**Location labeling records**
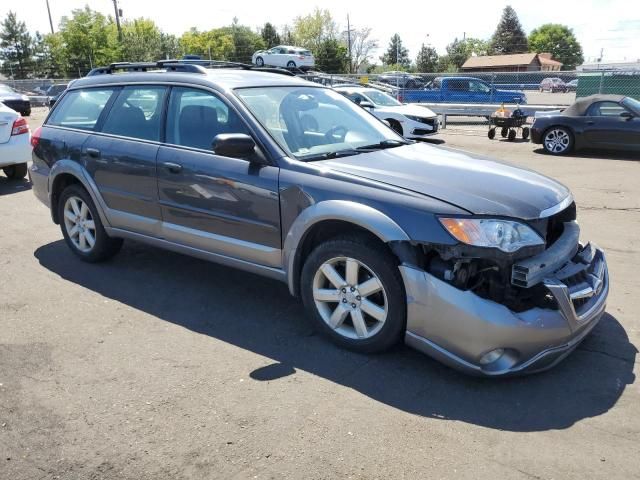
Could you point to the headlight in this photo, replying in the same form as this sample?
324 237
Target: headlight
505 235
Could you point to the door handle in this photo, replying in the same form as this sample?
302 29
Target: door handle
172 167
93 152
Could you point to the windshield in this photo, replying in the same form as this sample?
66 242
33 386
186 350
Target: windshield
382 99
312 123
632 103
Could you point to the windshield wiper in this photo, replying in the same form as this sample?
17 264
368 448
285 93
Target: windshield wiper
383 144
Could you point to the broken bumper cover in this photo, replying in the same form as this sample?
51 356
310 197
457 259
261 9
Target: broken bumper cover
482 337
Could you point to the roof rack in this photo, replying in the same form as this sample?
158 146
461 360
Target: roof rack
169 65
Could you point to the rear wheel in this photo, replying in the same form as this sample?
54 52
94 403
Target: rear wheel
82 228
16 172
558 141
352 290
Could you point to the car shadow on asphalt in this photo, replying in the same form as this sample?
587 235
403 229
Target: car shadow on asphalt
258 314
9 187
596 154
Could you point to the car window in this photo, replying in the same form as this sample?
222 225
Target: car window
195 117
136 113
605 109
80 108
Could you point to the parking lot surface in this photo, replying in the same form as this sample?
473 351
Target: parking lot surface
160 366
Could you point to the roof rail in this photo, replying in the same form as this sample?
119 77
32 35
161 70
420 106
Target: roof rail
169 65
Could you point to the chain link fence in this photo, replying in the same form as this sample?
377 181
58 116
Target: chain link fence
464 101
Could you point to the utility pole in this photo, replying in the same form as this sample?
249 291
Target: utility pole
349 44
50 20
118 15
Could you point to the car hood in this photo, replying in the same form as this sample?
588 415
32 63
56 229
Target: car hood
413 110
476 184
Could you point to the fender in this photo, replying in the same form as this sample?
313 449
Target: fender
80 173
357 213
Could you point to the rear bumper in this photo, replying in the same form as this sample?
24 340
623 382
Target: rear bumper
459 328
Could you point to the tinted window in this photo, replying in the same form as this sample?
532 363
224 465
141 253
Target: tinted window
136 113
80 108
605 109
196 116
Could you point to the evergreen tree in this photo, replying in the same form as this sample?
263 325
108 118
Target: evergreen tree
396 54
509 36
270 35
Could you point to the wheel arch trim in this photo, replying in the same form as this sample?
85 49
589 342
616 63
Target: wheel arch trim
358 214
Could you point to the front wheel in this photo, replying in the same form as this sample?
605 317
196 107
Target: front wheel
353 292
82 228
558 141
16 172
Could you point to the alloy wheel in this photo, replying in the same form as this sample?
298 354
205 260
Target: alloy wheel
350 298
557 140
79 224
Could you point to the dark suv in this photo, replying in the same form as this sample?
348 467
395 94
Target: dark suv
471 261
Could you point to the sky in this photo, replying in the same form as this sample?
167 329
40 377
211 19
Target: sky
612 26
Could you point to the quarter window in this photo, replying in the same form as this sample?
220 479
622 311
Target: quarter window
195 117
80 108
136 113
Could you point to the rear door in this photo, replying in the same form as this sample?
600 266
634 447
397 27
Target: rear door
222 205
121 158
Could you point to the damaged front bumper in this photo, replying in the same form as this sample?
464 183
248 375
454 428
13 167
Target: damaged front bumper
482 337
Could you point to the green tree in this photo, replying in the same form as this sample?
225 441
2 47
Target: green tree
459 51
558 40
427 59
90 39
270 35
15 47
396 54
141 41
509 36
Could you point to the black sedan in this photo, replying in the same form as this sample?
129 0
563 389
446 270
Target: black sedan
15 100
598 121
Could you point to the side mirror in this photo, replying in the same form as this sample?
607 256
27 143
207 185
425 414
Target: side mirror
234 145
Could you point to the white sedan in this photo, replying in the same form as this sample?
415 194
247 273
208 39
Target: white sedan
15 145
284 56
410 121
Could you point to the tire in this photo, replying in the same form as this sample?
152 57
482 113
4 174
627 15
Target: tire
74 199
364 322
16 172
395 125
558 140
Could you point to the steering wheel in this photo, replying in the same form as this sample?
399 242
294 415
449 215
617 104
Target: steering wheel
337 132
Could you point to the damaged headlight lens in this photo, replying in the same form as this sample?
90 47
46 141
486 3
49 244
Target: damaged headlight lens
505 235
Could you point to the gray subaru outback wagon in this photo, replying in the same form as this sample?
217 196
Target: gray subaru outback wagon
473 262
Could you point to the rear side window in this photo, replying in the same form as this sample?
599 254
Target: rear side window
80 108
196 116
136 113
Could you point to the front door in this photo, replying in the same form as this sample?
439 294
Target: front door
223 205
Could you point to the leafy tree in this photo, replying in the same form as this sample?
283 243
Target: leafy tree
396 54
15 46
311 31
90 39
509 36
558 40
361 47
332 56
459 51
141 41
270 35
427 59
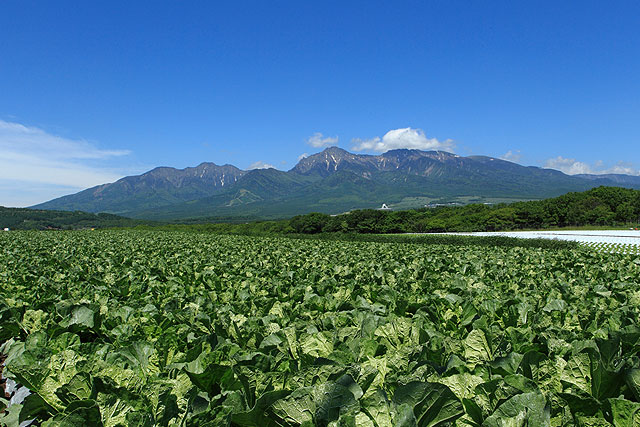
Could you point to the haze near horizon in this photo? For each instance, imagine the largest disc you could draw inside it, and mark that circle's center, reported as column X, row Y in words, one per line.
column 96, row 91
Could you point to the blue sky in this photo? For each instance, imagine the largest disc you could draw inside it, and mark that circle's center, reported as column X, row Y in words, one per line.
column 93, row 91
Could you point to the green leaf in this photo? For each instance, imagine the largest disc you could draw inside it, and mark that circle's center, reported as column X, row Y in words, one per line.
column 476, row 347
column 431, row 404
column 257, row 416
column 527, row 409
column 625, row 413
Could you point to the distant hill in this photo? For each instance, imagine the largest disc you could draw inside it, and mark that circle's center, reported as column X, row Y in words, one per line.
column 39, row 219
column 331, row 181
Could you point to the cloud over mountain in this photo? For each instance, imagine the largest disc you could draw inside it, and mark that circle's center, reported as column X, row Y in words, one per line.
column 402, row 138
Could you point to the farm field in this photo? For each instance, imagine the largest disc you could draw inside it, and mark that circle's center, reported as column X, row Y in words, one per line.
column 624, row 241
column 142, row 328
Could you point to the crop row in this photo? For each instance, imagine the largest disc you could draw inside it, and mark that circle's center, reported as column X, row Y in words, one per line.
column 621, row 248
column 138, row 328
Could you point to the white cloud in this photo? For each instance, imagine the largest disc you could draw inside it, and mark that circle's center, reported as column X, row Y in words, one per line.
column 512, row 156
column 574, row 167
column 402, row 138
column 260, row 165
column 33, row 158
column 318, row 140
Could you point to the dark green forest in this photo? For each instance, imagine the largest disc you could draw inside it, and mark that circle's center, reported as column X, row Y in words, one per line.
column 602, row 206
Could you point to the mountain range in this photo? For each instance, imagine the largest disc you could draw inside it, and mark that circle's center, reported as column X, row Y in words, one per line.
column 332, row 181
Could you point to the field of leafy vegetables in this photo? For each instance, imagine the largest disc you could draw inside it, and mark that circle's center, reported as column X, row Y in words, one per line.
column 138, row 328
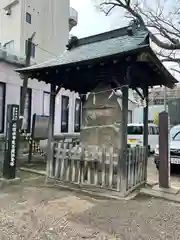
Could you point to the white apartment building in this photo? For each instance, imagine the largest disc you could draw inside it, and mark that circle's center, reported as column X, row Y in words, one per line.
column 51, row 20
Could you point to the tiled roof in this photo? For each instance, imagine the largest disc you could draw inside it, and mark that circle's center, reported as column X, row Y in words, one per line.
column 98, row 46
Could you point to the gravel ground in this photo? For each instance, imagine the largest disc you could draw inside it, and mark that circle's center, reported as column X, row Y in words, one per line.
column 35, row 211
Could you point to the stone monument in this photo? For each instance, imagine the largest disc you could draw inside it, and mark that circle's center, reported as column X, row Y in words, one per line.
column 101, row 118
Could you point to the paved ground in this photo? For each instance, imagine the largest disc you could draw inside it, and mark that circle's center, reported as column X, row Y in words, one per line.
column 34, row 211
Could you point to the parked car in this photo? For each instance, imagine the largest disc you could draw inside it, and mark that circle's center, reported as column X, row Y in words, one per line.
column 174, row 147
column 135, row 135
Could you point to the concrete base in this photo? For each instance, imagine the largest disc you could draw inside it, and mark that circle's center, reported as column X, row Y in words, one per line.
column 170, row 190
column 96, row 193
column 8, row 182
column 172, row 195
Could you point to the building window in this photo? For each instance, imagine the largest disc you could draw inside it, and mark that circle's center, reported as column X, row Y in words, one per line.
column 9, row 45
column 2, row 105
column 26, row 126
column 129, row 116
column 33, row 49
column 64, row 114
column 77, row 120
column 28, row 17
column 46, row 101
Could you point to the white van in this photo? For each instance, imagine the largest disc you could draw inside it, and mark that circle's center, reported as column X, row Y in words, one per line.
column 135, row 135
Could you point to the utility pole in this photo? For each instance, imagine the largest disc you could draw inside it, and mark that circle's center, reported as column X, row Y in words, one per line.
column 25, row 80
column 24, row 89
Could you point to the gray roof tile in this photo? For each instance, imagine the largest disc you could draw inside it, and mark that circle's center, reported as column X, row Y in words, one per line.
column 96, row 49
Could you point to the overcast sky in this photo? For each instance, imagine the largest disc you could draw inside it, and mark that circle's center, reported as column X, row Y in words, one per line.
column 92, row 21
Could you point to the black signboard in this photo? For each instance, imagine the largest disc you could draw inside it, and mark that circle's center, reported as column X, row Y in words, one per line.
column 10, row 152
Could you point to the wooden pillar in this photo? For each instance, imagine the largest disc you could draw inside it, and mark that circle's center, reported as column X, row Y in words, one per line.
column 164, row 164
column 49, row 166
column 145, row 132
column 123, row 157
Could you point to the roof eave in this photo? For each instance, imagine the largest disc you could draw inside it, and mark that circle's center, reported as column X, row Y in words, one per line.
column 27, row 70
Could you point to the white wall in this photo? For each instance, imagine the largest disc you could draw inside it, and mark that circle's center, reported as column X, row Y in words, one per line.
column 50, row 21
column 13, row 83
column 153, row 110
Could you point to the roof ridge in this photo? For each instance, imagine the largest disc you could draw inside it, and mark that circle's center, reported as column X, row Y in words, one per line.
column 129, row 30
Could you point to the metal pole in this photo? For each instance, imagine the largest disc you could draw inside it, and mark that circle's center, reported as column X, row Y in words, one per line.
column 123, row 157
column 24, row 90
column 49, row 164
column 145, row 132
column 165, row 99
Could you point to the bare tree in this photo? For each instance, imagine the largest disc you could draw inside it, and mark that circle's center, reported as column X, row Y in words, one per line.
column 161, row 20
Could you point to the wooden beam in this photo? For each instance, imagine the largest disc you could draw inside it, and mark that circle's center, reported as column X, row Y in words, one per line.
column 123, row 129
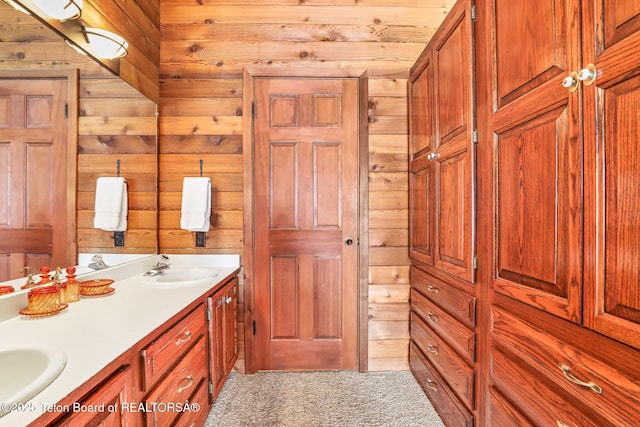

**Exercise description**
Reproduce unchanged every line from the one containing "Could you point to the paved" through the one containing "column 24, row 89", including both of those lines.

**Answer to the task**
Could you point to the paved ground in this photo? For each instance, imagine the largest disc you could draw inside it, and mark that circle's center, reported as column X, row Y in words, one per line.
column 34, row 211
Could you point to the parked car in this photo? For each instance, imagine the largest disc you could draw inside it, and mark that circle's center, reported as column X, row Y in words, one per line.
column 174, row 147
column 135, row 135
Could you point to the concrete base in this photo? For each instance, imagine the largest disc you could draw inside it, and mark that circle's center, reported as column X, row Y in words, one per line.
column 170, row 190
column 96, row 193
column 8, row 182
column 172, row 195
Could you point to the building window in this photo? For each instance, imagine the largest disc you could draw inside it, and mark that circle's center, reported as column X, row Y in words, one per line.
column 9, row 45
column 2, row 105
column 26, row 126
column 129, row 116
column 33, row 49
column 64, row 114
column 77, row 120
column 28, row 17
column 46, row 101
Could you point to the white van in this photo? For each instance, imagine the largest disc you could draw inside it, and mark that circle's center, reported as column X, row Y in words, one per line.
column 135, row 135
Could you point to the utility pole in this photo? For each instance, imagine the largest disc you could draw inside it, and mark that circle's center, reported as column X, row Y in words, one per line.
column 25, row 80
column 24, row 89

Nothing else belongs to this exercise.